### Problem to solve
Give the listing again character for character, but drop the images.
--------------------------------------------------
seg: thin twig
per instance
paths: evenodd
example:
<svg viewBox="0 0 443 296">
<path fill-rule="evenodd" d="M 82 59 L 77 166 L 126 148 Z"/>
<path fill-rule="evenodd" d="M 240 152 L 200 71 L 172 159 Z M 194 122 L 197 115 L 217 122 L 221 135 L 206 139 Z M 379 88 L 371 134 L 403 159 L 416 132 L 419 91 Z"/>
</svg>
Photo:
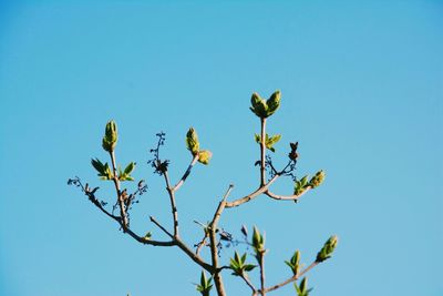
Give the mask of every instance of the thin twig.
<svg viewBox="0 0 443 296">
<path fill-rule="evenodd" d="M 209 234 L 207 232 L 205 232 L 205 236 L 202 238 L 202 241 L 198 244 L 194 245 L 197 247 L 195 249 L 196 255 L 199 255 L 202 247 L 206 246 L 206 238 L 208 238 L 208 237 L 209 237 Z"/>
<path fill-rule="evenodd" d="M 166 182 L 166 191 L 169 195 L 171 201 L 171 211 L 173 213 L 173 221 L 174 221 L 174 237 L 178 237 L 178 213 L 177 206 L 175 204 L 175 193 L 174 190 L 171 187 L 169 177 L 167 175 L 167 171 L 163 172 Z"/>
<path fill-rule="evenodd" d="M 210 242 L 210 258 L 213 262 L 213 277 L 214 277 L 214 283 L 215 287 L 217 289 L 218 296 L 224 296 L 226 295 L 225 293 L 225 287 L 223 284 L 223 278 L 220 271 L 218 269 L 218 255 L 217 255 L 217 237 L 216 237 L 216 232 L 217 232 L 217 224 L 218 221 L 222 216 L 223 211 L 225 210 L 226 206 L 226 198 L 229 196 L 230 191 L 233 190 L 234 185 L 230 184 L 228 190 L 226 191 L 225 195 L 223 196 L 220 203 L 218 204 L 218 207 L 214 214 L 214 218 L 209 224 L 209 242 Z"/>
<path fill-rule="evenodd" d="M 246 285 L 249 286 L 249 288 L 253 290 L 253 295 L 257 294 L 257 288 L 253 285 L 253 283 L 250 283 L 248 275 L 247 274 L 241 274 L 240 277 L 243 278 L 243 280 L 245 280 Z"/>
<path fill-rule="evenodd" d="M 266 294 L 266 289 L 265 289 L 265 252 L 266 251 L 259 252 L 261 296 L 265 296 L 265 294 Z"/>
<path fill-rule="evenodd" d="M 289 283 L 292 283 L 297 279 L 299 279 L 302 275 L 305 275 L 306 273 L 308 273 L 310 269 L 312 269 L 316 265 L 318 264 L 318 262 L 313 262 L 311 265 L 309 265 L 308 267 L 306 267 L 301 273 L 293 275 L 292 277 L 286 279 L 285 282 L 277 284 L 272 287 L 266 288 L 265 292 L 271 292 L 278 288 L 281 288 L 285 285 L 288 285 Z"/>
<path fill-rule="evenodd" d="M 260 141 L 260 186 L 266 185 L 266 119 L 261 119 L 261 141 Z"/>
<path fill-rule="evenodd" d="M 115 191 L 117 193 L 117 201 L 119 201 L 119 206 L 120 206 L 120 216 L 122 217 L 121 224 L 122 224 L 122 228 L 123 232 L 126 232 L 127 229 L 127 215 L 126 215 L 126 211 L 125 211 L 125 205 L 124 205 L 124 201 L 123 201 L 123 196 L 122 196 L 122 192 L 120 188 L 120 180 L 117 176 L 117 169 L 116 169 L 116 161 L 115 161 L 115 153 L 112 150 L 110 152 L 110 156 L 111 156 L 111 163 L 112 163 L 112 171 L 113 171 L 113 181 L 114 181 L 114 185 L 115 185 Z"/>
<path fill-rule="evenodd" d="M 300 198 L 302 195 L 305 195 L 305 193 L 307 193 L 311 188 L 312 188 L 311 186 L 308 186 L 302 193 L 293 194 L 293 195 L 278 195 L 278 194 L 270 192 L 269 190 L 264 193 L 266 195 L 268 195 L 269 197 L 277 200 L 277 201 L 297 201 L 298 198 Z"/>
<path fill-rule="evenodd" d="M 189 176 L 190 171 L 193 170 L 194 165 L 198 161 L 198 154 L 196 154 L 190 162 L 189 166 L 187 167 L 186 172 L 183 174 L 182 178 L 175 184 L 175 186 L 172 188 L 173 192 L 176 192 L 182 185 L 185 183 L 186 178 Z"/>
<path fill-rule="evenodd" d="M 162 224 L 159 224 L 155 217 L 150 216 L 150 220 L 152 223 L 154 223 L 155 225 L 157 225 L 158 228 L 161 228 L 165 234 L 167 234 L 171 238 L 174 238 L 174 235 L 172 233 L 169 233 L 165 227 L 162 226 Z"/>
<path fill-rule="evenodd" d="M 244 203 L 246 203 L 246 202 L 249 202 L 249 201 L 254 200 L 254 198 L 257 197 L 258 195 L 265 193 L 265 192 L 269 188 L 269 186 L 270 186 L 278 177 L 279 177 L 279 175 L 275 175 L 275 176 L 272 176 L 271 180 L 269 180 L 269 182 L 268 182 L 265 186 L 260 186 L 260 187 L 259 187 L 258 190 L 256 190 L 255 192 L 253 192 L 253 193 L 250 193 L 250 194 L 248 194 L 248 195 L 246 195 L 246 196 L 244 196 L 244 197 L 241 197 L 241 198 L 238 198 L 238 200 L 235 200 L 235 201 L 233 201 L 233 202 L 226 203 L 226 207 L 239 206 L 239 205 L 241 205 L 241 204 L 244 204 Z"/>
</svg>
--------------------------------------------------
### Written response
seg: thin twig
per instance
paths: evenodd
example:
<svg viewBox="0 0 443 296">
<path fill-rule="evenodd" d="M 82 59 L 77 166 L 126 148 Z"/>
<path fill-rule="evenodd" d="M 240 152 L 200 71 L 172 159 Z M 194 122 L 197 115 L 217 122 L 221 135 L 206 139 Z M 379 88 L 371 134 L 403 159 L 416 132 L 419 91 Z"/>
</svg>
Photo:
Give the mask of every instance of the thin twig.
<svg viewBox="0 0 443 296">
<path fill-rule="evenodd" d="M 209 234 L 207 232 L 205 232 L 205 236 L 202 238 L 202 241 L 198 244 L 194 245 L 197 247 L 195 249 L 196 255 L 199 255 L 202 247 L 206 246 L 206 238 L 208 238 L 208 237 L 209 237 Z"/>
<path fill-rule="evenodd" d="M 166 182 L 166 191 L 169 195 L 171 201 L 171 211 L 173 213 L 173 221 L 174 221 L 174 237 L 178 237 L 178 213 L 177 206 L 175 204 L 175 193 L 174 190 L 171 187 L 169 177 L 167 175 L 167 171 L 163 172 Z"/>
<path fill-rule="evenodd" d="M 210 242 L 210 258 L 213 262 L 213 277 L 214 277 L 214 283 L 215 287 L 217 289 L 218 296 L 224 296 L 226 295 L 225 293 L 225 287 L 223 284 L 223 278 L 220 271 L 218 269 L 218 255 L 217 255 L 217 237 L 216 237 L 216 232 L 217 232 L 217 224 L 218 221 L 222 216 L 223 211 L 225 210 L 226 206 L 226 198 L 229 196 L 230 191 L 233 190 L 234 185 L 230 184 L 228 190 L 226 191 L 225 195 L 223 196 L 220 203 L 218 204 L 218 207 L 214 214 L 214 218 L 209 224 L 209 242 Z"/>
<path fill-rule="evenodd" d="M 246 285 L 249 286 L 249 288 L 253 290 L 253 295 L 257 294 L 257 288 L 253 285 L 253 283 L 250 283 L 248 275 L 247 274 L 241 274 L 240 277 L 243 278 L 243 280 L 245 280 Z"/>
<path fill-rule="evenodd" d="M 266 294 L 266 289 L 265 289 L 265 252 L 266 251 L 259 252 L 261 296 L 265 296 L 265 294 Z"/>
<path fill-rule="evenodd" d="M 289 283 L 292 283 L 297 279 L 299 279 L 302 275 L 305 275 L 306 273 L 308 273 L 310 269 L 312 269 L 316 265 L 318 264 L 318 262 L 313 262 L 311 265 L 309 265 L 308 267 L 306 267 L 301 273 L 293 275 L 292 277 L 286 279 L 285 282 L 277 284 L 272 287 L 266 288 L 265 292 L 271 292 L 278 288 L 281 288 L 285 285 L 288 285 Z"/>
<path fill-rule="evenodd" d="M 260 141 L 260 186 L 266 185 L 266 119 L 261 119 L 261 141 Z"/>
<path fill-rule="evenodd" d="M 115 191 L 117 193 L 117 201 L 119 201 L 119 206 L 120 206 L 120 216 L 122 217 L 121 224 L 122 224 L 122 228 L 123 232 L 126 232 L 127 229 L 127 215 L 126 215 L 126 211 L 125 211 L 125 205 L 124 205 L 124 201 L 123 201 L 123 196 L 122 196 L 122 192 L 120 188 L 120 180 L 117 176 L 117 169 L 116 169 L 116 161 L 115 161 L 115 153 L 112 150 L 110 152 L 110 156 L 111 156 L 111 163 L 112 163 L 112 171 L 113 171 L 113 181 L 114 181 L 114 185 L 115 185 Z"/>
<path fill-rule="evenodd" d="M 300 198 L 302 195 L 305 195 L 305 193 L 307 193 L 311 188 L 312 188 L 311 186 L 308 186 L 302 193 L 293 194 L 293 195 L 278 195 L 278 194 L 270 192 L 269 190 L 264 193 L 266 195 L 268 195 L 269 197 L 277 200 L 277 201 L 297 201 L 298 198 Z"/>
<path fill-rule="evenodd" d="M 189 176 L 190 171 L 193 170 L 194 165 L 198 161 L 198 154 L 196 154 L 190 162 L 189 166 L 187 167 L 186 172 L 183 174 L 182 178 L 175 184 L 175 186 L 172 188 L 173 192 L 176 192 L 182 185 L 185 183 L 186 178 Z"/>
<path fill-rule="evenodd" d="M 162 224 L 159 224 L 155 217 L 150 216 L 150 220 L 152 223 L 154 223 L 155 225 L 157 225 L 158 228 L 161 228 L 165 234 L 167 234 L 171 238 L 174 238 L 174 235 L 172 233 L 169 233 L 165 227 L 162 226 Z"/>
<path fill-rule="evenodd" d="M 244 203 L 246 203 L 246 202 L 249 202 L 249 201 L 254 200 L 254 198 L 257 197 L 258 195 L 265 193 L 265 192 L 269 188 L 269 186 L 270 186 L 278 177 L 279 177 L 279 175 L 275 175 L 275 176 L 272 176 L 271 180 L 269 180 L 269 182 L 268 182 L 265 186 L 260 186 L 260 187 L 259 187 L 258 190 L 256 190 L 255 192 L 253 192 L 253 193 L 250 193 L 250 194 L 248 194 L 248 195 L 246 195 L 246 196 L 244 196 L 244 197 L 241 197 L 241 198 L 238 198 L 238 200 L 235 200 L 235 201 L 233 201 L 233 202 L 226 203 L 226 207 L 239 206 L 239 205 L 241 205 L 241 204 L 244 204 Z"/>
</svg>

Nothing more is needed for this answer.